[Stored data entries]
============

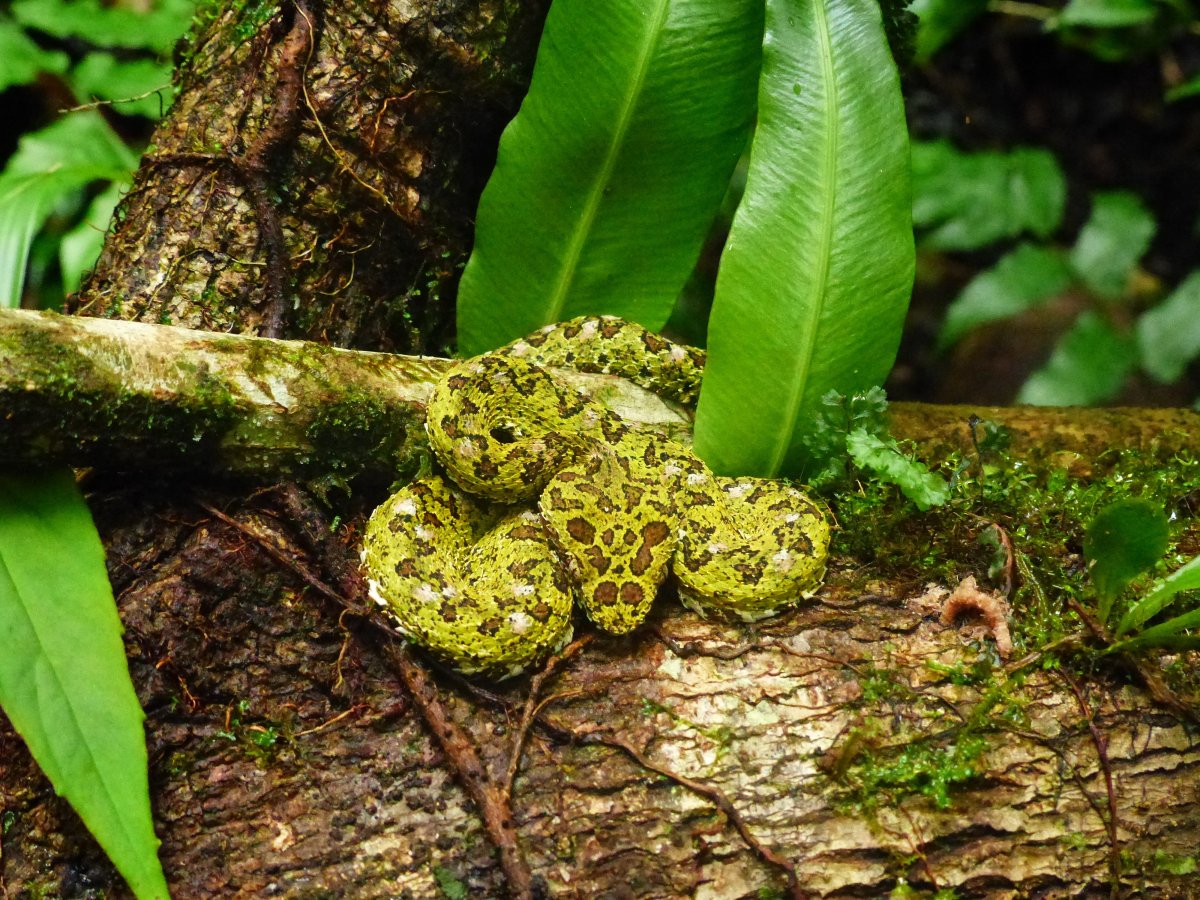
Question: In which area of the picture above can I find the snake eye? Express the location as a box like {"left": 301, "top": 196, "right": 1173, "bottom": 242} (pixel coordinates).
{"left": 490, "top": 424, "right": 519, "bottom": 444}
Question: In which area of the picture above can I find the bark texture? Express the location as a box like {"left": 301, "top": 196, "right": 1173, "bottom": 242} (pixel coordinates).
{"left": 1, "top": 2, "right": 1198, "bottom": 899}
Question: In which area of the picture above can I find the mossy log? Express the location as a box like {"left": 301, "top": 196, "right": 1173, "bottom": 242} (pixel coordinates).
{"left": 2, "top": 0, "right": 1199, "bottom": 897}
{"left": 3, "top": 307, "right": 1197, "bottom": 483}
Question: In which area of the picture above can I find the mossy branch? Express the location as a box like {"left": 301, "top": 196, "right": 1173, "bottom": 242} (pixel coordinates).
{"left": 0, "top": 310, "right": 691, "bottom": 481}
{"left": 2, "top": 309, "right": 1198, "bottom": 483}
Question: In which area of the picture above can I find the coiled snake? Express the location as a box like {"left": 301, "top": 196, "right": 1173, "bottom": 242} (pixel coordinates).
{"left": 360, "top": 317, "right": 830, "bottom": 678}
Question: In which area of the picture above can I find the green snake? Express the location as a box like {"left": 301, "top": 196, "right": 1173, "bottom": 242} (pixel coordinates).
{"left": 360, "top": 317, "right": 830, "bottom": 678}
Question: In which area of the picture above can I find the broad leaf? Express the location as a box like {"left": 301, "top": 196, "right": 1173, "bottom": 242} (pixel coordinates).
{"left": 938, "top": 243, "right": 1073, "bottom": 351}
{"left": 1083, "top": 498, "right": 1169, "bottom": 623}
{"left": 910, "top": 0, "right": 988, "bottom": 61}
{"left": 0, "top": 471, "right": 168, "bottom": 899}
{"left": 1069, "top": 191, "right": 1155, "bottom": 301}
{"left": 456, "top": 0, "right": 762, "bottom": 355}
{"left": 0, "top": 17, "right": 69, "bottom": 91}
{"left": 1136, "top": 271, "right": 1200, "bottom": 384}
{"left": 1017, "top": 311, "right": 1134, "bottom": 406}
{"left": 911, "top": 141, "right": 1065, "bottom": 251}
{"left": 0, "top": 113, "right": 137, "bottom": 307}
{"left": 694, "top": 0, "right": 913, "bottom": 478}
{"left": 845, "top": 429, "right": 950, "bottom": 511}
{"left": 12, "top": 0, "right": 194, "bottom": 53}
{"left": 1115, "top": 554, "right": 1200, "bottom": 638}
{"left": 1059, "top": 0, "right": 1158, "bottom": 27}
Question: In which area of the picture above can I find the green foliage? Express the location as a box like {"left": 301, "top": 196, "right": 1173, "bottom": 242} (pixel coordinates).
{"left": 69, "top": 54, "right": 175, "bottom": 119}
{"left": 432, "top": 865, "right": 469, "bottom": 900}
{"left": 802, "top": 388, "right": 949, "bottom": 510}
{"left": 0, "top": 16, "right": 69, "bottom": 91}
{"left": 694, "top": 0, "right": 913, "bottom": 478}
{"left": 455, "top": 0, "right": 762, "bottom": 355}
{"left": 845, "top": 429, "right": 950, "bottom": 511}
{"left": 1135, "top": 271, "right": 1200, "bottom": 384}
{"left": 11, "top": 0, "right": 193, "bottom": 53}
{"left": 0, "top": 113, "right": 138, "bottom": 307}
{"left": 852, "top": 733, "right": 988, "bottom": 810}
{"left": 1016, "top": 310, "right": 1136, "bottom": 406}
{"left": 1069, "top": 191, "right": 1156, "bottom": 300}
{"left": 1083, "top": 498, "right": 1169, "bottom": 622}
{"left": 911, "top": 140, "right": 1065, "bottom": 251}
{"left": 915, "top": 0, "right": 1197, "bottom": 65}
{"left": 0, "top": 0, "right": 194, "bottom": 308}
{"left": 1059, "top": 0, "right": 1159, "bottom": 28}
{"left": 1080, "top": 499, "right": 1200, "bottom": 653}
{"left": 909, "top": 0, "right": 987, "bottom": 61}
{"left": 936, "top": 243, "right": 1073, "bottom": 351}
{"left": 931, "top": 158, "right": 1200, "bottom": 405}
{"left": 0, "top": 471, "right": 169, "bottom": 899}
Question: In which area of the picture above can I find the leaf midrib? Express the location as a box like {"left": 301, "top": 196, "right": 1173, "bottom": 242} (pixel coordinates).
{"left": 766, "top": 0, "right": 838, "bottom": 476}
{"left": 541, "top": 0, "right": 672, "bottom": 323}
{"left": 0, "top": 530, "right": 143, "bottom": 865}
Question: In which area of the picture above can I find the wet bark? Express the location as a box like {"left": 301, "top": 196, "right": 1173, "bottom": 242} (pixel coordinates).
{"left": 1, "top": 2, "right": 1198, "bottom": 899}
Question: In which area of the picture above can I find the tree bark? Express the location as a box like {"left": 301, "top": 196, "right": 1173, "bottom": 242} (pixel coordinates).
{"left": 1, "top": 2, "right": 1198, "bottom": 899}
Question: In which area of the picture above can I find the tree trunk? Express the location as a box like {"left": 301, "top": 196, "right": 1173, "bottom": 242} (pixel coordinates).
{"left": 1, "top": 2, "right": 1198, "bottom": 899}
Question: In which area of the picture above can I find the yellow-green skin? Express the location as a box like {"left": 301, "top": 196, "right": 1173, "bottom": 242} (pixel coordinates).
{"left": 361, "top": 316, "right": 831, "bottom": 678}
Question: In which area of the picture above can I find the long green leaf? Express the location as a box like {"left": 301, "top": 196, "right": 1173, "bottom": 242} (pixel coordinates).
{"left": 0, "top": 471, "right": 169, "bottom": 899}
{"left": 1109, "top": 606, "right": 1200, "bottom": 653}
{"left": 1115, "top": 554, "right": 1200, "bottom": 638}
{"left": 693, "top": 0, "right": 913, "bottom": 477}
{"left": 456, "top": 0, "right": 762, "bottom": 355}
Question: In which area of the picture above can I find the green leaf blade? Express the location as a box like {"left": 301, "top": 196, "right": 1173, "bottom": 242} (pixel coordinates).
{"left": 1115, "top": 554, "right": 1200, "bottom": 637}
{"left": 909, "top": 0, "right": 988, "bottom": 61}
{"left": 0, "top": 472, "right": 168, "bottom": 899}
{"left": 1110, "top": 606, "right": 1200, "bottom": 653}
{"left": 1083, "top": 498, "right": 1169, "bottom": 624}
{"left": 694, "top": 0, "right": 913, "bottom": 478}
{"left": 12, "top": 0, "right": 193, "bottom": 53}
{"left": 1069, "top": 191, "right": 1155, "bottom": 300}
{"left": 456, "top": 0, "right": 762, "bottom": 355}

============

■ PROMPT
Drop the images and quote the entries word for word.

■ SOLUTION TO THE EXERCISE
Question: In which area of the picture above can I find the snake eye? Express the location as a box like {"left": 301, "top": 196, "right": 1173, "bottom": 242} (pixel coordinates).
{"left": 490, "top": 424, "right": 519, "bottom": 444}
Question: In which area of the picture above can I find the bark texture? Express the location as a box like {"left": 301, "top": 196, "right": 1173, "bottom": 242} (pixel coordinates).
{"left": 1, "top": 2, "right": 1198, "bottom": 899}
Question: In which area of the picture above can I find the mossy log? Express the location as a box like {"left": 301, "top": 196, "right": 1173, "bottom": 242} (pixel coordinates).
{"left": 2, "top": 0, "right": 1199, "bottom": 897}
{"left": 3, "top": 307, "right": 1197, "bottom": 483}
Question: In which area of the picture above can I find the mossy branch? Express the location as a box like {"left": 301, "top": 196, "right": 1173, "bottom": 242} (pixel coordinates).
{"left": 0, "top": 310, "right": 691, "bottom": 481}
{"left": 2, "top": 309, "right": 1198, "bottom": 483}
Question: In which area of the picture above can I find the coiled snake? Express the location as a box like {"left": 301, "top": 196, "right": 1173, "bottom": 242} (pixel coordinates).
{"left": 360, "top": 317, "right": 830, "bottom": 678}
Question: In which area of the picture above can I find the green snake? Express the location as a box like {"left": 301, "top": 196, "right": 1173, "bottom": 242} (pixel coordinates).
{"left": 360, "top": 317, "right": 830, "bottom": 678}
Question: In which area of the picture above can I find the broad leaf? Express the location as a box like {"left": 301, "top": 196, "right": 1173, "bottom": 242} (pixel coordinates).
{"left": 938, "top": 243, "right": 1073, "bottom": 351}
{"left": 1083, "top": 498, "right": 1169, "bottom": 623}
{"left": 910, "top": 0, "right": 988, "bottom": 61}
{"left": 0, "top": 471, "right": 168, "bottom": 899}
{"left": 1069, "top": 191, "right": 1155, "bottom": 301}
{"left": 456, "top": 0, "right": 762, "bottom": 355}
{"left": 0, "top": 17, "right": 69, "bottom": 91}
{"left": 1136, "top": 271, "right": 1200, "bottom": 384}
{"left": 1017, "top": 311, "right": 1134, "bottom": 406}
{"left": 911, "top": 141, "right": 1065, "bottom": 251}
{"left": 0, "top": 113, "right": 137, "bottom": 307}
{"left": 694, "top": 0, "right": 913, "bottom": 478}
{"left": 845, "top": 429, "right": 950, "bottom": 511}
{"left": 12, "top": 0, "right": 194, "bottom": 53}
{"left": 1115, "top": 554, "right": 1200, "bottom": 638}
{"left": 1059, "top": 0, "right": 1158, "bottom": 27}
Question: In which area of the picture above can I find the green foliage? Express the location as a box like {"left": 301, "top": 196, "right": 1173, "bottom": 242} (pixel coordinates).
{"left": 69, "top": 54, "right": 175, "bottom": 119}
{"left": 432, "top": 865, "right": 469, "bottom": 900}
{"left": 802, "top": 388, "right": 949, "bottom": 510}
{"left": 0, "top": 16, "right": 69, "bottom": 91}
{"left": 694, "top": 0, "right": 913, "bottom": 478}
{"left": 455, "top": 0, "right": 762, "bottom": 355}
{"left": 845, "top": 429, "right": 950, "bottom": 511}
{"left": 1135, "top": 271, "right": 1200, "bottom": 384}
{"left": 11, "top": 0, "right": 193, "bottom": 53}
{"left": 0, "top": 113, "right": 138, "bottom": 307}
{"left": 852, "top": 733, "right": 988, "bottom": 810}
{"left": 1016, "top": 310, "right": 1136, "bottom": 406}
{"left": 1069, "top": 191, "right": 1156, "bottom": 300}
{"left": 1083, "top": 498, "right": 1169, "bottom": 622}
{"left": 911, "top": 140, "right": 1065, "bottom": 251}
{"left": 915, "top": 0, "right": 1197, "bottom": 65}
{"left": 0, "top": 0, "right": 194, "bottom": 308}
{"left": 1059, "top": 0, "right": 1159, "bottom": 28}
{"left": 1080, "top": 499, "right": 1200, "bottom": 653}
{"left": 909, "top": 0, "right": 987, "bottom": 61}
{"left": 936, "top": 243, "right": 1073, "bottom": 351}
{"left": 931, "top": 158, "right": 1200, "bottom": 405}
{"left": 0, "top": 471, "right": 169, "bottom": 899}
Question: In which area of the picture above can I find the leaf midrib? Express the location as a box like {"left": 301, "top": 196, "right": 1173, "bottom": 242} (pixel coordinates).
{"left": 766, "top": 0, "right": 838, "bottom": 476}
{"left": 541, "top": 0, "right": 672, "bottom": 323}
{"left": 0, "top": 530, "right": 143, "bottom": 865}
Question: In which area of the picture above can I find the wet bark? Express the location as a box like {"left": 301, "top": 196, "right": 1173, "bottom": 242} (pixel coordinates).
{"left": 1, "top": 2, "right": 1198, "bottom": 899}
Question: In which area of the picture above can I find the tree bark? Express the location as a box like {"left": 301, "top": 196, "right": 1173, "bottom": 242} (pixel coordinates).
{"left": 1, "top": 2, "right": 1198, "bottom": 899}
Question: In which area of the picture above can I find the tree trunk? Express the location as a box like {"left": 301, "top": 196, "right": 1173, "bottom": 242} (pixel coordinates).
{"left": 1, "top": 2, "right": 1198, "bottom": 899}
Question: In which area of the picture above can I find the yellow-green skin? Express the location as a box like {"left": 301, "top": 196, "right": 1173, "bottom": 242} (pixel coordinates).
{"left": 361, "top": 316, "right": 831, "bottom": 678}
Question: In which area of the picture above can I find the long green leaf? Express the location as a box like {"left": 301, "top": 196, "right": 1173, "bottom": 242} (pixel coordinates).
{"left": 0, "top": 471, "right": 169, "bottom": 899}
{"left": 1109, "top": 606, "right": 1200, "bottom": 653}
{"left": 1115, "top": 554, "right": 1200, "bottom": 638}
{"left": 693, "top": 0, "right": 913, "bottom": 477}
{"left": 456, "top": 0, "right": 762, "bottom": 355}
Question: In which area of the picture above can I find the green leaf blade? Express the location as a box like {"left": 301, "top": 196, "right": 1173, "bottom": 242} (pixel coordinates).
{"left": 1115, "top": 554, "right": 1200, "bottom": 637}
{"left": 909, "top": 0, "right": 988, "bottom": 61}
{"left": 0, "top": 472, "right": 168, "bottom": 899}
{"left": 1110, "top": 606, "right": 1200, "bottom": 653}
{"left": 1083, "top": 498, "right": 1169, "bottom": 624}
{"left": 694, "top": 0, "right": 913, "bottom": 478}
{"left": 12, "top": 0, "right": 193, "bottom": 53}
{"left": 1069, "top": 191, "right": 1155, "bottom": 300}
{"left": 456, "top": 0, "right": 762, "bottom": 355}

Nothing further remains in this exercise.